### WORK TASK
All records after this line are to be returned verbatim.

### EXERCISE DATA
---+---
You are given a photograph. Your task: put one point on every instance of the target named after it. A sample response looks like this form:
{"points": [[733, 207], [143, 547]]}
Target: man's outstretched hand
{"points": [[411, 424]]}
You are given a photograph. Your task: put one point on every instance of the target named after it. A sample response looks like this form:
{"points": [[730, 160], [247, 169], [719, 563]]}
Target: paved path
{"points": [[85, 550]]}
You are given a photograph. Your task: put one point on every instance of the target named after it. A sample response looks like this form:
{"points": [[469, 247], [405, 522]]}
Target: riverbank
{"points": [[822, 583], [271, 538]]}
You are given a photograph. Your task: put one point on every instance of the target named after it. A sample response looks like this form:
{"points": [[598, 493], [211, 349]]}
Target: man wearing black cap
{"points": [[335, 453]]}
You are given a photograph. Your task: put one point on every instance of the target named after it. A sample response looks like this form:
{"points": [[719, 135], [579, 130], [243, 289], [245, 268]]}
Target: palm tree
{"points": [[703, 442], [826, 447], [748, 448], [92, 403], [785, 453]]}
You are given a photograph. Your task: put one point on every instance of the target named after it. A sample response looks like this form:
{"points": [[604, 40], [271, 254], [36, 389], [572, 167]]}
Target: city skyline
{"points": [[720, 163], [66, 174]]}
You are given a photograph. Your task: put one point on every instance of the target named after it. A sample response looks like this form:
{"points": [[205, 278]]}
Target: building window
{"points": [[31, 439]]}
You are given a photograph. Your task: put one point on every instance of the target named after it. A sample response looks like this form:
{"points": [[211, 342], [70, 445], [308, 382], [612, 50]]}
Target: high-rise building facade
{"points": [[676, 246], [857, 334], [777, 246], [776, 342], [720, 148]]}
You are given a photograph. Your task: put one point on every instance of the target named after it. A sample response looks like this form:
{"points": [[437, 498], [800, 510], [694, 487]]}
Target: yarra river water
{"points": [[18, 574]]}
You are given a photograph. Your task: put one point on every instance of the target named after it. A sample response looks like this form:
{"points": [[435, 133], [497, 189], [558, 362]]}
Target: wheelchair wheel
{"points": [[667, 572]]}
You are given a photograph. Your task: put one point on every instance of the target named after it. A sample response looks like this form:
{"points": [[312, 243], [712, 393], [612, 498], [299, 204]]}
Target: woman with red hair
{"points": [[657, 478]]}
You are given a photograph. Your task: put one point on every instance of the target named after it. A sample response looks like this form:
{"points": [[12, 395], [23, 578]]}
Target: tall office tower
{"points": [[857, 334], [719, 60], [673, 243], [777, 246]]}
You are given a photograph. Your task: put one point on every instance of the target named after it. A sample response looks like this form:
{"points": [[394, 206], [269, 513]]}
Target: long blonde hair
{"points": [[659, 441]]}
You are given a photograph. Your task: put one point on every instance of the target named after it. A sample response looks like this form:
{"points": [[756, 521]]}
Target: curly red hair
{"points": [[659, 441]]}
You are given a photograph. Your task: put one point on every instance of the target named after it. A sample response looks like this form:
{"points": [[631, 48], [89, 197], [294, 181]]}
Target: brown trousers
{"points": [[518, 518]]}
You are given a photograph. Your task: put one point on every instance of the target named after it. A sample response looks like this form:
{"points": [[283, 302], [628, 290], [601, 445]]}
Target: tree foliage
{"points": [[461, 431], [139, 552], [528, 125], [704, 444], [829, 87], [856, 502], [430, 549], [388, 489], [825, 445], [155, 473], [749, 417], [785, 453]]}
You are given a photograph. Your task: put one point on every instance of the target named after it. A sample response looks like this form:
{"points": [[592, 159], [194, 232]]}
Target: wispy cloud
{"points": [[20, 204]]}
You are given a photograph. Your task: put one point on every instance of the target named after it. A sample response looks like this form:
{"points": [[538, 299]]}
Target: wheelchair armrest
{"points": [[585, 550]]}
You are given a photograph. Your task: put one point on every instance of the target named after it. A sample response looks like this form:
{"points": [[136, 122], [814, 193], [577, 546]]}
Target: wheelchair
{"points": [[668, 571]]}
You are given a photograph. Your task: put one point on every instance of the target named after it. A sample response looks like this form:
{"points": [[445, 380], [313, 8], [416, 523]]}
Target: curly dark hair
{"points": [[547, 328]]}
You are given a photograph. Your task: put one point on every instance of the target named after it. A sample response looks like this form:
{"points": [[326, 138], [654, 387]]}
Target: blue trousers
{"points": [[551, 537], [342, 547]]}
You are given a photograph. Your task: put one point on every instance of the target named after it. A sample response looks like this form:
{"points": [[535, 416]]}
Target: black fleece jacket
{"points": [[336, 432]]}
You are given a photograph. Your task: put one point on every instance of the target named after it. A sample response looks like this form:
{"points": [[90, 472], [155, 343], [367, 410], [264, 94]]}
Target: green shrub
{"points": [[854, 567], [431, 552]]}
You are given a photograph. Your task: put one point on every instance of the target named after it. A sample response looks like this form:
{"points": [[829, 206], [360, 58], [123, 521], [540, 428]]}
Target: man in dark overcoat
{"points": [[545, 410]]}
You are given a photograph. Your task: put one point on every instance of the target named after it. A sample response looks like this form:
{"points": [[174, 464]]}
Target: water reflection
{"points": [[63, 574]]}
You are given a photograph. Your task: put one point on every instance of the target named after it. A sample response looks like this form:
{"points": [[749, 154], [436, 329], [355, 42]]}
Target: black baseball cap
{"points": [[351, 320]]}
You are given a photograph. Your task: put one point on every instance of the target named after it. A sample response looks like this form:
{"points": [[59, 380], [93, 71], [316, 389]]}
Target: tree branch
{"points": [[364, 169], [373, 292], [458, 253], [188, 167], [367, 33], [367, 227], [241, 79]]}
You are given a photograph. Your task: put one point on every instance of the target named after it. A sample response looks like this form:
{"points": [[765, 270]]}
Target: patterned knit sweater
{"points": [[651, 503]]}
---+---
### RESPONSE FOR THIS EXERCISE
You are given a photograph. Your task: put one point on every instance of the target named after it. A sample response looks like this form:
{"points": [[733, 207], [143, 547]]}
Target: man's outstretched hand
{"points": [[411, 424]]}
You are given a photograph. Your task: put one point on every instance of the target named after it. A sample response looks like this form:
{"points": [[730, 160], [247, 169], [719, 563]]}
Target: paved path
{"points": [[85, 550]]}
You are given a photograph. Your task: put one point on every instance of the target named after it. A sample response looks like this form:
{"points": [[469, 247], [405, 522]]}
Target: riverbank
{"points": [[822, 583], [271, 538]]}
You are given a photograph. Your task: put one point on every instance of the target named after it. A sample response looks like this form:
{"points": [[598, 493], [211, 349]]}
Target: man wearing black cap
{"points": [[335, 453]]}
You are given a photograph. Your task: put one point on every instance of the target named after it. A sample response looks like this form:
{"points": [[719, 135], [579, 130], [243, 289], [245, 268]]}
Target: palm tree
{"points": [[703, 442], [826, 447], [748, 448], [92, 403], [785, 453]]}
You are given a photograph. Your task: put one point on every instance of the target named after it. A sample response looks like this form:
{"points": [[604, 40], [271, 254], [36, 389], [572, 167]]}
Target: city skyline
{"points": [[720, 163], [66, 174]]}
You are given a photograph. Your task: put one point on every instance of the target named after it. A sample response looks like this form:
{"points": [[205, 278]]}
Target: building window
{"points": [[31, 439]]}
You are given a photograph. Your task: put one point on every instance of the target named after it. A sample response looks like this form:
{"points": [[211, 342], [70, 445], [308, 382], [612, 50]]}
Target: high-rise building facade
{"points": [[676, 246], [857, 334], [777, 246], [776, 342], [720, 148]]}
You are given a photograph. Your task: put one point on every instance of the target named after it. A sample response looks like this form:
{"points": [[437, 498], [800, 510], [694, 487]]}
Target: yarra river water
{"points": [[18, 574]]}
You are given a photograph. Your task: put one point on every instance of the target named after it. A sample response looks like this form:
{"points": [[435, 133], [497, 189], [558, 362]]}
Target: wheelchair wheel
{"points": [[667, 572]]}
You are given a photograph. Your task: put one point on every instance of the target named after it. A sample response looks like this form:
{"points": [[312, 243], [712, 393], [612, 498], [299, 204]]}
Target: woman with red hair
{"points": [[657, 478]]}
You are given a photograph. Your task: put one point on every instance of the target named after it. A sample response looks like this form:
{"points": [[12, 395], [23, 578]]}
Target: tall office tower
{"points": [[857, 334], [719, 60], [673, 243], [777, 246]]}
You are given a photograph. Your task: put one point on every instance of the target named after it. A sample response looks like this form:
{"points": [[394, 206], [269, 513]]}
Target: long blonde hair
{"points": [[659, 441]]}
You are given a photograph. Your task: put one point on every instance of the target named after it. A sample response looks like this form:
{"points": [[756, 521]]}
Target: curly red hair
{"points": [[659, 441]]}
You are given a photograph. Your task: put one point on every instance of the target named after it. A sample response looks like this form:
{"points": [[631, 48], [89, 197], [294, 181]]}
Target: brown trousers
{"points": [[518, 518]]}
You are given a photograph. Your task: put one point on every instance of the target named after it. A sample response looks like this form:
{"points": [[283, 302], [628, 290], [601, 445]]}
Target: tree foliage
{"points": [[461, 431], [139, 552], [528, 125], [704, 444], [829, 87], [856, 502], [430, 549], [388, 489], [825, 445], [155, 473], [749, 417], [785, 453]]}
You are given a photograph. Your task: put one point on every instance of the target named after it. A sample response looks like this form:
{"points": [[592, 159], [194, 232]]}
Target: wispy cloud
{"points": [[20, 204]]}
You are given a photograph. Your task: put one point on every instance of the target named after it. A sample response looks like this form:
{"points": [[538, 299]]}
Target: wheelchair armrest
{"points": [[585, 550]]}
You are given a photograph. Your task: put one point on every instance of the target named after it. A sample response looks like this form:
{"points": [[136, 122], [814, 193], [577, 546]]}
Target: wheelchair
{"points": [[668, 571]]}
You are given a photograph. Your task: put one point on every instance of the target named after it. A sample response looks like this form:
{"points": [[445, 380], [313, 8], [416, 523]]}
Target: curly dark hair
{"points": [[547, 328]]}
You are given a photograph. Your task: put one point on every instance of the target named after it. A sample response looks like this form:
{"points": [[326, 138], [654, 387]]}
Target: blue trousers
{"points": [[551, 537], [342, 547]]}
You are given a photograph. Your task: put one point on every instance of the target named after it. A sample response looks like this form:
{"points": [[535, 416]]}
Target: black fleece jacket
{"points": [[336, 432]]}
You are given a photograph. Your task: put one point on every instance of the target named after it. A sample response looks like this form:
{"points": [[90, 472], [155, 343], [367, 410], [264, 94]]}
Target: green shrub
{"points": [[854, 567], [431, 552]]}
You are given a photograph. Your task: put one point on every instance of the target named after it. A sample response looks like this form:
{"points": [[829, 206], [360, 58], [123, 521], [540, 428]]}
Target: man in dark overcoat
{"points": [[545, 410]]}
You are given a photograph. Your task: put one point on every instance of the target named after it. A sample response looks like this form:
{"points": [[174, 464]]}
Target: water reflection
{"points": [[63, 574]]}
You are given a photograph. Your task: put one point on every instance of the target named after it. A sample response looks like this form:
{"points": [[749, 154], [436, 329], [355, 42]]}
Target: black baseball cap
{"points": [[351, 320]]}
You are given a photograph. Your task: put one point on every instance of the target named after it. A sample response looks like this form:
{"points": [[59, 380], [93, 71], [316, 389]]}
Target: tree branch
{"points": [[364, 169], [373, 292], [458, 253], [188, 167], [367, 33], [367, 227], [241, 79]]}
You are given a photograph. Your task: put one point on every instance of the target named after it. A sample response looks like this form:
{"points": [[765, 270]]}
Target: patterned knit sweater
{"points": [[651, 503]]}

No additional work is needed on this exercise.